__WHAT YOU SHOULD DO__
Please count the lines in the entries below that contain the string "like" and reply with that number alone.

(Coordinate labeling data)
╔══
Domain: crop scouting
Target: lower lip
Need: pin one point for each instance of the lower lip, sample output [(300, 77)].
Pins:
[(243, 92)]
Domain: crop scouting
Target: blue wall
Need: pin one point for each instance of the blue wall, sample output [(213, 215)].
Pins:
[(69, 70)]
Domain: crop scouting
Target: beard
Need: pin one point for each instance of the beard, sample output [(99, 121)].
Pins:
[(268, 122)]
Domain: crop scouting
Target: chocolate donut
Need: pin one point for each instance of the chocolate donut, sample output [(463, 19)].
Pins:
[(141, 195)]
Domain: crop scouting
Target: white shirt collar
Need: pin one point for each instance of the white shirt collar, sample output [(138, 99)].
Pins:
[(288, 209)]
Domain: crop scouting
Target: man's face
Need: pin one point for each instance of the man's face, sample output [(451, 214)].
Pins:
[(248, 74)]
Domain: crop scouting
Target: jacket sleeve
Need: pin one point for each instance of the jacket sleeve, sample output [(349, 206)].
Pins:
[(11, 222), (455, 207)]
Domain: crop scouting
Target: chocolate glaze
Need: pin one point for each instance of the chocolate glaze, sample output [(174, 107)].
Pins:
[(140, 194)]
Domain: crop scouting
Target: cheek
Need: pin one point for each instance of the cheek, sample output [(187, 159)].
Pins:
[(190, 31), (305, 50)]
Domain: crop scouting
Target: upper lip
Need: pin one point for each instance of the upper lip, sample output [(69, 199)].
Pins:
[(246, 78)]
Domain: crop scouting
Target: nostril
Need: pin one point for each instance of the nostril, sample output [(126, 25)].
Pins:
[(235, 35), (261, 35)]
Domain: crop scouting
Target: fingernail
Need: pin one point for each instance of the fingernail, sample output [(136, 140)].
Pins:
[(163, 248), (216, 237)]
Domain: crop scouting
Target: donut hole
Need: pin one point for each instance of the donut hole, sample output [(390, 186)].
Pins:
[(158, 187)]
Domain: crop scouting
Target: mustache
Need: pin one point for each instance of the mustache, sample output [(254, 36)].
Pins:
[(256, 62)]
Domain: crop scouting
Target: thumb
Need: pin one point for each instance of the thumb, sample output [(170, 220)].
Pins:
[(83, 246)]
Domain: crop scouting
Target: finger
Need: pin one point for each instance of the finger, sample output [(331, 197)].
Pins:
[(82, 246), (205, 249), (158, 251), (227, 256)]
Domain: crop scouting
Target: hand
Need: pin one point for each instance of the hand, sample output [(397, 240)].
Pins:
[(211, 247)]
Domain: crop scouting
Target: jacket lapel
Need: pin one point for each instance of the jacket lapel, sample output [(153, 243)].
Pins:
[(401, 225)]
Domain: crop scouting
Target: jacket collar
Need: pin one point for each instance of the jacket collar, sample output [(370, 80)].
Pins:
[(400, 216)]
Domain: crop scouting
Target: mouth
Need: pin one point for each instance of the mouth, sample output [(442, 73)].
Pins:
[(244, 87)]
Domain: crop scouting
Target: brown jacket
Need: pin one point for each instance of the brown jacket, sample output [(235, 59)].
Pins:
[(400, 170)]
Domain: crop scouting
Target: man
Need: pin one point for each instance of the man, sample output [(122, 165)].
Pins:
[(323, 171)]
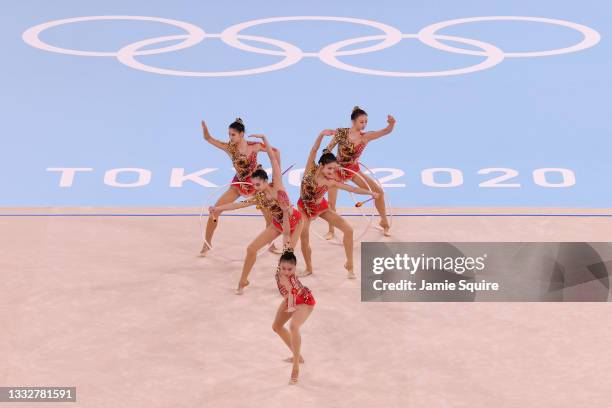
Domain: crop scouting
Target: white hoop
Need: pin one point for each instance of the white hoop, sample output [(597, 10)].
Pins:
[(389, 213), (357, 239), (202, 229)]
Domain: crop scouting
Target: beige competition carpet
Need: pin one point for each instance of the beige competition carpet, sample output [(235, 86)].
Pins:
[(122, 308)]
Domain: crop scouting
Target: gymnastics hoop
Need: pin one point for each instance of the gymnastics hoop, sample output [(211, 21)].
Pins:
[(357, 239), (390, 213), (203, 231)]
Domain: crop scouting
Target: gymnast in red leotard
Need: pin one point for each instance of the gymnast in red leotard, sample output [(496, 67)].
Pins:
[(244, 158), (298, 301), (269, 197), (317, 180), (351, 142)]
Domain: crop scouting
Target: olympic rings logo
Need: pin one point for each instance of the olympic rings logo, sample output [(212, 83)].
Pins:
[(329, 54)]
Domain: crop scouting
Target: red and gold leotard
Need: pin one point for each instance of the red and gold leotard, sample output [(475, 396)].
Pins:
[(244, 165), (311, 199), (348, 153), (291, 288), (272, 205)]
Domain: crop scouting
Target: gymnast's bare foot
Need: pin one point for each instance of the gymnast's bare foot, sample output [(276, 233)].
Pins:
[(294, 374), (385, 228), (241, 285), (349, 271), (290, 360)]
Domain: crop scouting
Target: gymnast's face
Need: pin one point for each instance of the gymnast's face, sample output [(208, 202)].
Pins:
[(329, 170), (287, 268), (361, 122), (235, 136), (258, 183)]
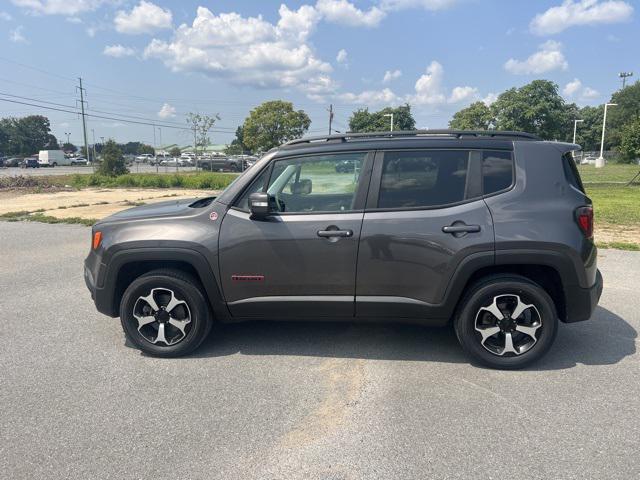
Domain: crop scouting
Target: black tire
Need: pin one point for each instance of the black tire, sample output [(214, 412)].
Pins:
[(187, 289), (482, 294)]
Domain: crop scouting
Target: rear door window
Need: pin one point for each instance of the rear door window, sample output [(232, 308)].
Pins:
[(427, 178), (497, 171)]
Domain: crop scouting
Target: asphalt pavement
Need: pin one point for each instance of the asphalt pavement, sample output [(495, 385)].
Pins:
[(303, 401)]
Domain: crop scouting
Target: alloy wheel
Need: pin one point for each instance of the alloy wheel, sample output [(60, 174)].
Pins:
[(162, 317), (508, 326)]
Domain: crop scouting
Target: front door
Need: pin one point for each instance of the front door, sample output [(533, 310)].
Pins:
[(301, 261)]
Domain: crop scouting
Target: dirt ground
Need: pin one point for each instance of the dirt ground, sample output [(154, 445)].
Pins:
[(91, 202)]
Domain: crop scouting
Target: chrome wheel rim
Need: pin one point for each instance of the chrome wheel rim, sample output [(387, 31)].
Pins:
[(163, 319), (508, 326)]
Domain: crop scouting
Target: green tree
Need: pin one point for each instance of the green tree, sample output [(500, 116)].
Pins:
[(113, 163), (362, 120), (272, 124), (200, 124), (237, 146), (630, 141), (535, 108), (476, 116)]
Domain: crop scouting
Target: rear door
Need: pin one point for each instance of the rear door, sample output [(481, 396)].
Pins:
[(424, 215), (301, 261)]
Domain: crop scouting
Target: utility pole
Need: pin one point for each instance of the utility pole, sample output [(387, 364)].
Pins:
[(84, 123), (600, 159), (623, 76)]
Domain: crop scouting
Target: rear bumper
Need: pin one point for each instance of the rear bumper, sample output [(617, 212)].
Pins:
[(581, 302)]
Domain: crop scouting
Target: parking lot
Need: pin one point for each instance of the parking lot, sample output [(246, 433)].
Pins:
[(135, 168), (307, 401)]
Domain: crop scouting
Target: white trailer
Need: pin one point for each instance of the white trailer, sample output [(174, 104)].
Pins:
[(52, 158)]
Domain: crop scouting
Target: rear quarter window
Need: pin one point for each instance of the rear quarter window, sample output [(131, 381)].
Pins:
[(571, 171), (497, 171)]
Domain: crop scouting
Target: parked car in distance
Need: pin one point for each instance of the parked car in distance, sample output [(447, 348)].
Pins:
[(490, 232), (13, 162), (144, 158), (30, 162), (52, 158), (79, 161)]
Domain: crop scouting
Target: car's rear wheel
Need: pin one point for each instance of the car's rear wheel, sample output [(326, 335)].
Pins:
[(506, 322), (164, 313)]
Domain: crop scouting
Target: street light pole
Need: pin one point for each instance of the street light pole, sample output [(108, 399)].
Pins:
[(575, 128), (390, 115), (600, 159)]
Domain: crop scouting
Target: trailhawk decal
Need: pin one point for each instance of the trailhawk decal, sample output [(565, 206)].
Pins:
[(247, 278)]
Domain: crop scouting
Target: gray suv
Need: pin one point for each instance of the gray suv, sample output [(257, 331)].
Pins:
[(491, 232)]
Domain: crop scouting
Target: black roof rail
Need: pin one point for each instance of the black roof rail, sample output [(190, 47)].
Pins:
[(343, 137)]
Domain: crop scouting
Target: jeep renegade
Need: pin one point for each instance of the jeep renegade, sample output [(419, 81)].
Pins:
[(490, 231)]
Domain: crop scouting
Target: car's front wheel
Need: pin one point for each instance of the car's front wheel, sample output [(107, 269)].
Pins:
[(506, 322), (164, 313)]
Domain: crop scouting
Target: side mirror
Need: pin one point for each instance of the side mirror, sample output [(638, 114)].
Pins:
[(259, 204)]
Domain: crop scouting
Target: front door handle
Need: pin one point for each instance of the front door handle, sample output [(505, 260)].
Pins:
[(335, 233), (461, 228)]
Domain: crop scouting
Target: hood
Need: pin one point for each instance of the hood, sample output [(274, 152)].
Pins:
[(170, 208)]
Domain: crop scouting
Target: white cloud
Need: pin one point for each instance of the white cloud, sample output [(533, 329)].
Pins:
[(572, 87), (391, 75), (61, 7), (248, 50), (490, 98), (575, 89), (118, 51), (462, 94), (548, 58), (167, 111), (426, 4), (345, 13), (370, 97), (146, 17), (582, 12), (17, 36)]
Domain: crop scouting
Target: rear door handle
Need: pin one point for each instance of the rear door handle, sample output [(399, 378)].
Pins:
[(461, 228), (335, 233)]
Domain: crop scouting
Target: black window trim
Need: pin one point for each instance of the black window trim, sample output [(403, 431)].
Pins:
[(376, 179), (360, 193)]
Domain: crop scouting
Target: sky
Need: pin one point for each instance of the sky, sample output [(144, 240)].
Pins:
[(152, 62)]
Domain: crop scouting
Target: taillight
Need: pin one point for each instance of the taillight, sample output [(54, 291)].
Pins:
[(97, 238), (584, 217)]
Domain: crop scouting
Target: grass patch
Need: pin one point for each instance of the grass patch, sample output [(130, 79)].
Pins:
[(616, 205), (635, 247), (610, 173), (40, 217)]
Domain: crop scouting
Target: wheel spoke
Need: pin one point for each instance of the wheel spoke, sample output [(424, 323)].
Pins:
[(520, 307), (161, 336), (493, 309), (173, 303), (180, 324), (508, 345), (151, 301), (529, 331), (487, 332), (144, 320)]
╚══
╔══
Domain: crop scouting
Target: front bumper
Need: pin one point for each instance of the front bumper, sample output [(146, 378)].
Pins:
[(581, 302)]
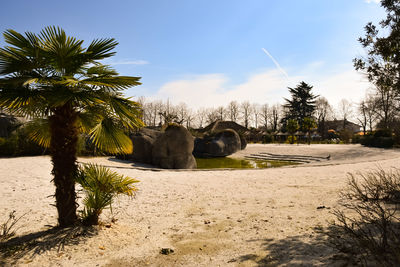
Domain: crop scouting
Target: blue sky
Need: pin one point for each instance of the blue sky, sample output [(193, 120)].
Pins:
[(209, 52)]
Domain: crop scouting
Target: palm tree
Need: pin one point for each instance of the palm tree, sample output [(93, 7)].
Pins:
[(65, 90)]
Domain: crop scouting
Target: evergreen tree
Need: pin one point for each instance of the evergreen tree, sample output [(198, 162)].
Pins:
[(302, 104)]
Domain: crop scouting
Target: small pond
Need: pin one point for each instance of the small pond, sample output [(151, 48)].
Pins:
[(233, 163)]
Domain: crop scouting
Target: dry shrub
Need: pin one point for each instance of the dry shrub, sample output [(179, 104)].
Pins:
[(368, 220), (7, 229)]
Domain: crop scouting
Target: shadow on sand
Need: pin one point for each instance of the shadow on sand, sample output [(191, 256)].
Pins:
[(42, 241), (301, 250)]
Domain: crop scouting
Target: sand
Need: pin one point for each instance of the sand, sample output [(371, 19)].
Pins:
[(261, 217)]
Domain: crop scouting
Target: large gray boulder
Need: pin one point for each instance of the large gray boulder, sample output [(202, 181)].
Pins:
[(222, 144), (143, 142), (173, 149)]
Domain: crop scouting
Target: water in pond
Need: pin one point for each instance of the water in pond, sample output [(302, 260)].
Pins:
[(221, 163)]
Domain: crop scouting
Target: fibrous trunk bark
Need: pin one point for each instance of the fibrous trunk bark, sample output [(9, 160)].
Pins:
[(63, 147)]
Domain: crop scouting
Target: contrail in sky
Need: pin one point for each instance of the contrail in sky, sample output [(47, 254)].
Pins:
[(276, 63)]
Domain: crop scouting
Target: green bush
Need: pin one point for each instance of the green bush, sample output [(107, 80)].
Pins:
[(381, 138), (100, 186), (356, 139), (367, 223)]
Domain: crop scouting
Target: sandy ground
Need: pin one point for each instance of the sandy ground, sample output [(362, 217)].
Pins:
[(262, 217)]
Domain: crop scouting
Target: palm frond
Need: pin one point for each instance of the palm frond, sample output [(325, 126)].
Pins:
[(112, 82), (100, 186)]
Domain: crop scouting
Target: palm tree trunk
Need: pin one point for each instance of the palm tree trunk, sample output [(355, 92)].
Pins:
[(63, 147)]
╚══
╔══
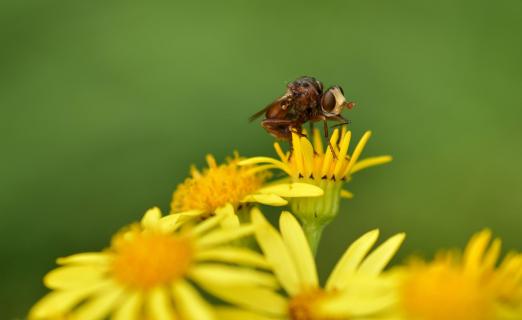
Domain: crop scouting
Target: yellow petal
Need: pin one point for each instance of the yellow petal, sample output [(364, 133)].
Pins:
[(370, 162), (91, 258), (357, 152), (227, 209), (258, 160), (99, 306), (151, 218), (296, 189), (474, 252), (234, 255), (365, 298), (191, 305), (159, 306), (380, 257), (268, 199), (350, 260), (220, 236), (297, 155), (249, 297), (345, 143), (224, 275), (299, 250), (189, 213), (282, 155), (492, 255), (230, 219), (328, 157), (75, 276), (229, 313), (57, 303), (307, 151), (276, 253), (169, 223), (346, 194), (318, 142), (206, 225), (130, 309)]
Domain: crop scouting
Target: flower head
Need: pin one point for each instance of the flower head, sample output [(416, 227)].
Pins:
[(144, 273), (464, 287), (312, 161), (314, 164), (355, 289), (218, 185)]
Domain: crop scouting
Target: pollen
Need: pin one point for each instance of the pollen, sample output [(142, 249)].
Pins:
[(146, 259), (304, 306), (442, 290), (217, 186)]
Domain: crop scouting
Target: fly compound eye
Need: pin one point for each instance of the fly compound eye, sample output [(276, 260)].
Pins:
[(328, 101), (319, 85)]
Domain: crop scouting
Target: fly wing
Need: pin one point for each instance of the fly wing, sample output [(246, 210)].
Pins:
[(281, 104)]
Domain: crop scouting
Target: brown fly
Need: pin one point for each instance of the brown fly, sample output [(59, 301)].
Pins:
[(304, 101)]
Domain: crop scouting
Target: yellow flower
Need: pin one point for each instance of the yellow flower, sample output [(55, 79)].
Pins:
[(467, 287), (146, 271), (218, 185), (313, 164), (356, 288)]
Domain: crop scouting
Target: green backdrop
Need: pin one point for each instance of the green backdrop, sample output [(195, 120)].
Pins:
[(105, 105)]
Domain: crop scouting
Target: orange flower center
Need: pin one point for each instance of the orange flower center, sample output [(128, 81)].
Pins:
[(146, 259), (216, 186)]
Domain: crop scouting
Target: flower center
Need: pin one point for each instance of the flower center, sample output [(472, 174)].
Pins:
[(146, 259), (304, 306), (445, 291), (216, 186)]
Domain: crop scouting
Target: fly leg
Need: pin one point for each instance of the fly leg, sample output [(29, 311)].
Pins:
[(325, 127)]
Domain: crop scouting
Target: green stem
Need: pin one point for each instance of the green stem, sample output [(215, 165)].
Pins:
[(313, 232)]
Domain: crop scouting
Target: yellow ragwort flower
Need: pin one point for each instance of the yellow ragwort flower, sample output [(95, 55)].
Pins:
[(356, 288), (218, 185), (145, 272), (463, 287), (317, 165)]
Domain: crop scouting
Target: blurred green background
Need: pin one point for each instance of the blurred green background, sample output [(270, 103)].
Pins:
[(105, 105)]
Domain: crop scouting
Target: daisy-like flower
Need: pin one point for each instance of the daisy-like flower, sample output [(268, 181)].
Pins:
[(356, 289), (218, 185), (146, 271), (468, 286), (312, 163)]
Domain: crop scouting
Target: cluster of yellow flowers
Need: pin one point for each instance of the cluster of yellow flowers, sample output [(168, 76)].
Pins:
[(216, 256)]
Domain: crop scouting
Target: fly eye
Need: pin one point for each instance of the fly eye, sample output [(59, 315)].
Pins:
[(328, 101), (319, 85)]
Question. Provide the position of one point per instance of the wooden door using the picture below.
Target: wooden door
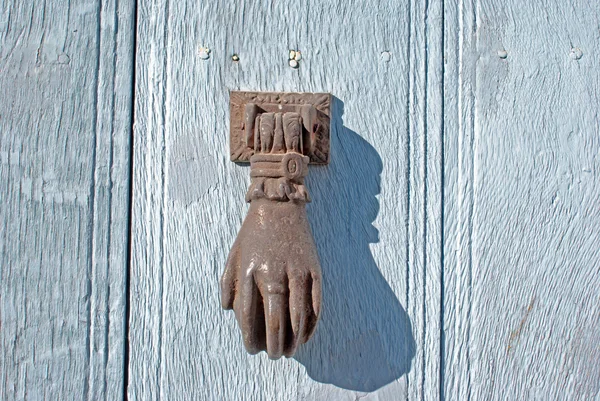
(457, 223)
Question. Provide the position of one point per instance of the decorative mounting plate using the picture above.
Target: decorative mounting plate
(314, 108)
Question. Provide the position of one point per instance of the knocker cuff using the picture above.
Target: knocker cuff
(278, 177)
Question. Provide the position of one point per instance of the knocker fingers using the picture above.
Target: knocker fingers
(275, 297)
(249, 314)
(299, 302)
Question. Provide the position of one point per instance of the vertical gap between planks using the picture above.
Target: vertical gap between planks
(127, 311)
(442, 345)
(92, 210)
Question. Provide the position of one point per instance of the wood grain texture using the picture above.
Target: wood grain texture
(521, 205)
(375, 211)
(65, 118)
╚══
__THE RESPONSE__
2